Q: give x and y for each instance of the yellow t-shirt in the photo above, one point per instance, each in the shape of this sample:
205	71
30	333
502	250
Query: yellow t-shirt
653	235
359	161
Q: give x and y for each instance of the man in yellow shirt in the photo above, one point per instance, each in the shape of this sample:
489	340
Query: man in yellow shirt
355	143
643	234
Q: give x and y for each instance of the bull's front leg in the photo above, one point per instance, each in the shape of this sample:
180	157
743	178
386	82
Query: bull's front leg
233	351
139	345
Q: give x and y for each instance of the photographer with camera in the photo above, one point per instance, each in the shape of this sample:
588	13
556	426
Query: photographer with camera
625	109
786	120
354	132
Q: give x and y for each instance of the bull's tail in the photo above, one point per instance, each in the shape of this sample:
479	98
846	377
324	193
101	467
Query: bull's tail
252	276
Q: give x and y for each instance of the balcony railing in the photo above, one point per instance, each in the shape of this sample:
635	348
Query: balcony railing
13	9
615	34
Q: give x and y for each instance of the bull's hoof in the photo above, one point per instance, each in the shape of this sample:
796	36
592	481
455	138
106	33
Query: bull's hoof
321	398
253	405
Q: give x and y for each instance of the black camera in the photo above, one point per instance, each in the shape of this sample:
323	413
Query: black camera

____________

## STATED PROBLEM
Write out again, unchanged, every line from the line containing "Q: give x and y for each instance of the man" to the final line of the material above.

## ANSWER FOR THE TASK
Q: give x and y for each instance of the man in yellow shirt in the photo above, one point per instance, each in the shape of this sample:
489	340
Query: man in yellow shirt
355	143
643	234
Q: give x and y for each instance of the bull's front leg in the photo above, one point per instance, each in the shape of this sample:
180	157
743	178
386	82
Query: bull's front leg
233	351
139	345
Q: give x and y for each instance of the photographer with camera in the photo above, one point per instance, each in the shape of this sample:
588	13
556	426
Query: photographer with camera
625	109
786	120
354	132
Q: give x and y for each instance of the bull's tail in the photo above, one point per instance, each in the shape of this sample:
479	98
846	377
324	193
101	467
Query: bull's tail
252	276
Q: give x and y for each instance of the balcony railing in the photo above, one point per instance, each in the shape of this sample:
635	348
Query: balcony railing
13	9
615	34
Q: give x and y for each instance of the bull's hoof in the photo above, one point per instance, each in the shape of this sample:
796	36
592	481
455	138
106	33
Query: bull's hoof
321	398
253	405
Q: give x and y for each instance of the black camera in the photo above, one point per instance, each in the shape of this sample:
323	413
Query: black camera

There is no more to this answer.